[Start of Task input]
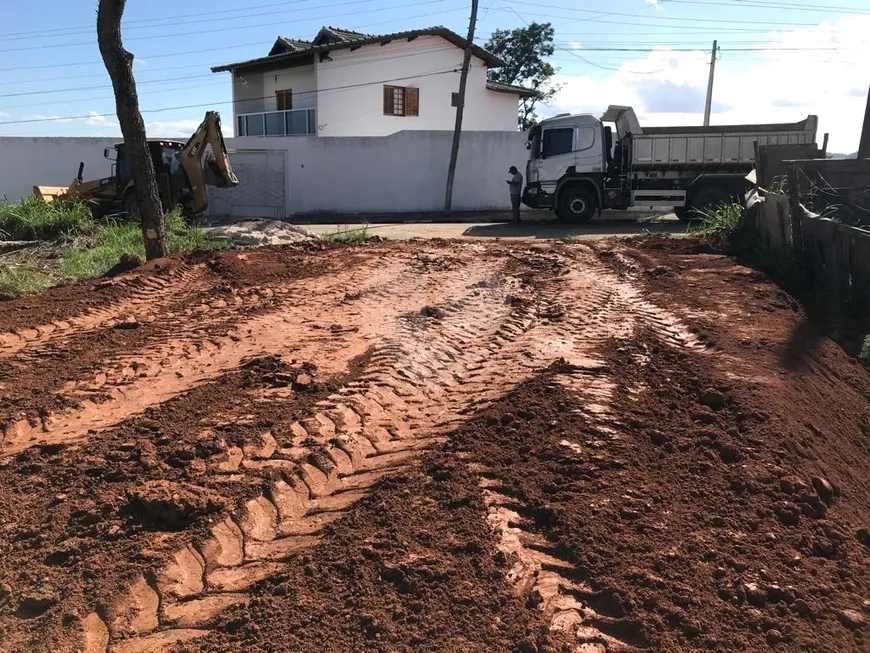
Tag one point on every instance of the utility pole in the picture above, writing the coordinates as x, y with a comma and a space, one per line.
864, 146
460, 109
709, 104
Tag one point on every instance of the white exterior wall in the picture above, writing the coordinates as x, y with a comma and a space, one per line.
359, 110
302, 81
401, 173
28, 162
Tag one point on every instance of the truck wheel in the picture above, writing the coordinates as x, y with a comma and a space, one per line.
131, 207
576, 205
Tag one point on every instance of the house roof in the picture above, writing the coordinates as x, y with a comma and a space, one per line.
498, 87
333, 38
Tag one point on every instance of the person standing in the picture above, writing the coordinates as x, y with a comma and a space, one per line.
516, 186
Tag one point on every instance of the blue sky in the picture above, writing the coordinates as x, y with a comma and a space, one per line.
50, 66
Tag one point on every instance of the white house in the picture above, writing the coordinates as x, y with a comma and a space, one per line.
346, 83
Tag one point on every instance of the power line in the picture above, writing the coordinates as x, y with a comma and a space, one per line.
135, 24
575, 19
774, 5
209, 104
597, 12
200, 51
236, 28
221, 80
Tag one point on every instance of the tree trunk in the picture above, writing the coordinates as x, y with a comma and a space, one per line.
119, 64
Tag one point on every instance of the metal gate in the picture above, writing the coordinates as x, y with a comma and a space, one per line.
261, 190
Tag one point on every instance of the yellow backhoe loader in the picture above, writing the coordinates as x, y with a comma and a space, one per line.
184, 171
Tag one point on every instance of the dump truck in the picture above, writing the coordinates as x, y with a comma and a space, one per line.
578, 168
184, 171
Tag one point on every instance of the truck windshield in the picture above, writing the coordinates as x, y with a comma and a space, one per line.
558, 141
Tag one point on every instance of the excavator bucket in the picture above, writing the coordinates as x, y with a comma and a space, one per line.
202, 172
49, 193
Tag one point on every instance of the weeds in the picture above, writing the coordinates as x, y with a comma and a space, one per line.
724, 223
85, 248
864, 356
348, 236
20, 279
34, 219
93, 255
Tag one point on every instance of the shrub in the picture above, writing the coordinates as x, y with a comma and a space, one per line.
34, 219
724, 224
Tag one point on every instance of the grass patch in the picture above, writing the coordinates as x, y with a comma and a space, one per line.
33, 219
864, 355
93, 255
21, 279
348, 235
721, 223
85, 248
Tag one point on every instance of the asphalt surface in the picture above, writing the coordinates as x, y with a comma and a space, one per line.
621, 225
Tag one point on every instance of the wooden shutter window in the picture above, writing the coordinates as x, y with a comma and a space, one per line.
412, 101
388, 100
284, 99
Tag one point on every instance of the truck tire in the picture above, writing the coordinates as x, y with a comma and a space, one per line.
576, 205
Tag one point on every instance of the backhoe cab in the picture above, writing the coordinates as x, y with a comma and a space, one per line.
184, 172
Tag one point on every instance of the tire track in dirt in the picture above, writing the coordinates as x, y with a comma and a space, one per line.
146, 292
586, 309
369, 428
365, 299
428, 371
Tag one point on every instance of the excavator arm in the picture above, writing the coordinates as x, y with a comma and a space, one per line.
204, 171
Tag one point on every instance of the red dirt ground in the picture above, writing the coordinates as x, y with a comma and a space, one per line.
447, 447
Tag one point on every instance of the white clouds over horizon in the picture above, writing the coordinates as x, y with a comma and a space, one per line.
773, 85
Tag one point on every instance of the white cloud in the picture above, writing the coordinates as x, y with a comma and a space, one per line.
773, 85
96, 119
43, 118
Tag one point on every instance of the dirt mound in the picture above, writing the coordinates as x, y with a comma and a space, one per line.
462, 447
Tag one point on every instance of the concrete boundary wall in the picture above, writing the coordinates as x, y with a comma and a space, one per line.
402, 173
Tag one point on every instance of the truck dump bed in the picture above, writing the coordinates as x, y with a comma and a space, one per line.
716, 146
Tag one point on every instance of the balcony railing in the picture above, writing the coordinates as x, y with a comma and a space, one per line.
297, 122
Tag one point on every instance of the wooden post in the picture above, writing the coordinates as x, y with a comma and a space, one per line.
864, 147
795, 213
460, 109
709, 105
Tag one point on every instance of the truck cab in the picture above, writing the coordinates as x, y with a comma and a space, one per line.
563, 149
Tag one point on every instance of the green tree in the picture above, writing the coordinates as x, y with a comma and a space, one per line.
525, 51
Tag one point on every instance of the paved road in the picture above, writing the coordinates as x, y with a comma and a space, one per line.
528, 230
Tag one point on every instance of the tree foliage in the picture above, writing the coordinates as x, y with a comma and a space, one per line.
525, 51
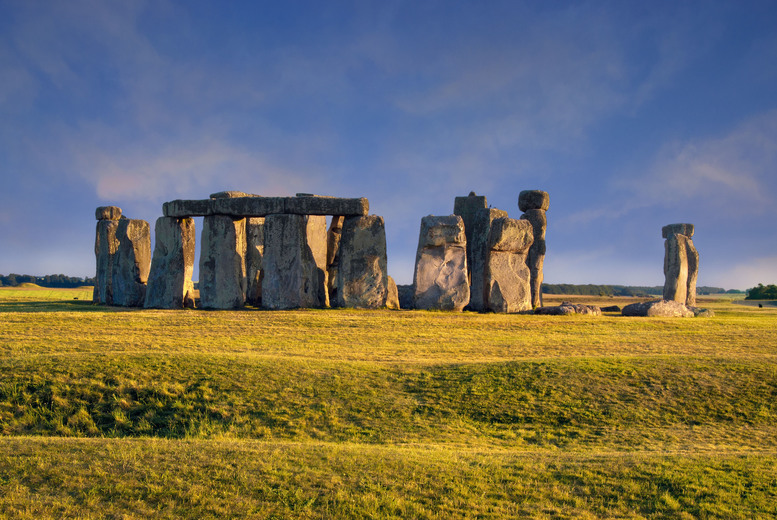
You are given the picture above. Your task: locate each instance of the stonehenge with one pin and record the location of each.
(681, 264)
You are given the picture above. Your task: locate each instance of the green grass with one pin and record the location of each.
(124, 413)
[End of Task input]
--- Exercise directions ---
Write the listing above out again exactly, dropping each image.

--- Response ---
Tag one point on every instance of the utility pole in the picture above, writing the coordinates as x, y with a comma and a space, one per line.
864, 146
460, 109
709, 104
Tag one point on every instance of the white exterior wall in the picture above, writing the coordinates as x, y with a comma and a space, one per line.
359, 110
302, 81
401, 173
28, 162
Tag one point on every instance of the truck wheel in the picture above, writing the coordinates as x, y with a comma and a space, one per line.
131, 207
576, 205
Tag one point on every instance of the house roof in the picture above, writing the coordinates as x, y with a comma and a space, one per line.
498, 87
333, 38
Tag one point on every instance of the person standing in the picture above, writing the coordinates as x, y with a comma and a space, one per line.
516, 186
Tag one point on every instance of the blue sky in the picture above, writing the coordinates as x, y with a comma and a space, one per line.
50, 66
Tag one point on every instance of the white house in the picture above, writing the coordinates as x, y with a comma and a space, one per line.
346, 83
Tag one point on every instance of the power line in the picture above, writing the coordinates as x, y with a comma and a space, one per line.
135, 24
575, 19
774, 5
209, 104
597, 12
200, 51
236, 28
221, 80
Tag one point on every instance of the tree trunk in the picture above, writing the coordinates as x, y with a comma and a space, one per line.
119, 64
Tag one point on every instance of the metal gate in the picture above, writing the coordinates as x, y with a comma and a space, one per line.
261, 190
Tag one point on every instance of the yellow backhoe loader in the picture above, writing the coordinates as x, y with a comma and a space, one per line.
184, 171
Tag one point on every instance of the dump truck in the picture above, writing the coordinates as x, y with a comma and a space, one per line.
578, 168
184, 171
Tag one point on every instance of the truck windshield in the picture above, writing the coordinates as x, y with a comma and a space, one per line.
558, 141
Tag one point on every instance of the excavator bucket in the picture above, writing the coordinates as x, y with a comma and a space, one per line.
202, 172
49, 193
Tag one point on every instance of the weeds in the picture above, writing the coordinates as x, y with a comma and a space, one per line.
724, 223
85, 248
864, 356
348, 236
20, 279
34, 219
93, 255
Tag one point on every instance of the shrub in the picture above, writing the coordinates as x, y with a comma and a space, one per line.
34, 219
724, 224
Tag one point on every instance of the grass patch in the picture above, writing the coordinates as x, y with a comma and a space, one per line.
33, 219
864, 355
93, 255
21, 279
348, 235
721, 223
85, 248
Tag one point on every instance of the asphalt surface in the picture above, writing the coordinates as x, y with a comma and a space, one per line.
621, 225
Tag one point on every instance of the wooden shutter window in the picture above, writing the coordinates as x, y with a comma and a space, one per line.
412, 101
388, 100
284, 99
Tag one point on every instance of the truck tire in the picture above, writing the coordinates as x, y with a comma and a space, one per line.
576, 205
Tag one point on every instance of the backhoe cab in the picture above, writing the coordinates as x, y with a comma and a space, one per line.
184, 172
Tag one point on every instance of the tire track in dirt in the picture above, writing the coordinates as x, y with a comma and a space, one per line.
146, 292
586, 309
369, 428
365, 299
428, 371
Tag one point on every instance of the excavator arm in the picture above, writing the coordinates as x, y with a comma and a space, one per line.
204, 171
Tag one point on every instance of the red dirt ground in the picture above, writing the coordinates as x, y with a comma and a space, one per line.
447, 447
Tag one point on every instance of the white clouds over horizon in the picture above, writing the coordinates as x, y with a comma and a space, one per line.
773, 85
Tag one point on every instance of the white cloud in the picture above, writing the coordinates as x, y with a comma and a space, one per line.
773, 85
96, 119
43, 118
Tag one point on every instance of the dirt mound in the picture above, writing the coordinates as x, y with a comma and a space, one per line.
462, 447
Tag one point on every instance of the concrete boundary wall in the picture above, writing the coordinates as x, y with a comma and a space, one per line.
402, 173
Tag one point on every instance of the truck dump bed in the picture above, writing the coordinates as x, y with a comma and a space, one per line.
716, 146
Tag one point on every instance of the balcony railing in the picture above, writing the coordinates as x, y with a comma and a space, one per line.
297, 122
Tag one point on every instance of the wooden post in the picture above, writing the coordinates as x, y with a comma and a space, one per line.
864, 147
795, 213
460, 109
709, 105
Tag one point on every instance of the truck cab in the picture above, writing the coordinates as x, y with a comma and a space, one per line.
563, 149
Tag one point on every instance of the green tree in the picture above, writing the coordinates as x, y with a comma and a space, one per line.
525, 51
Tag one point on every instance of the paved road in the picture above, writing the coordinates as x, y with a comma and a space, one per line.
528, 230
Tag one point on every instance of the tree foliage in the picture above, writing the coordinates as x, y with a comma and a space, one per line.
525, 51
You are given the picture above. Your task: locate each instance of the stonehenge with one pin and record the location of each.
(681, 264)
You are given the picture above. Your task: locate each instance of the green grass with one pin and record the location of each.
(124, 413)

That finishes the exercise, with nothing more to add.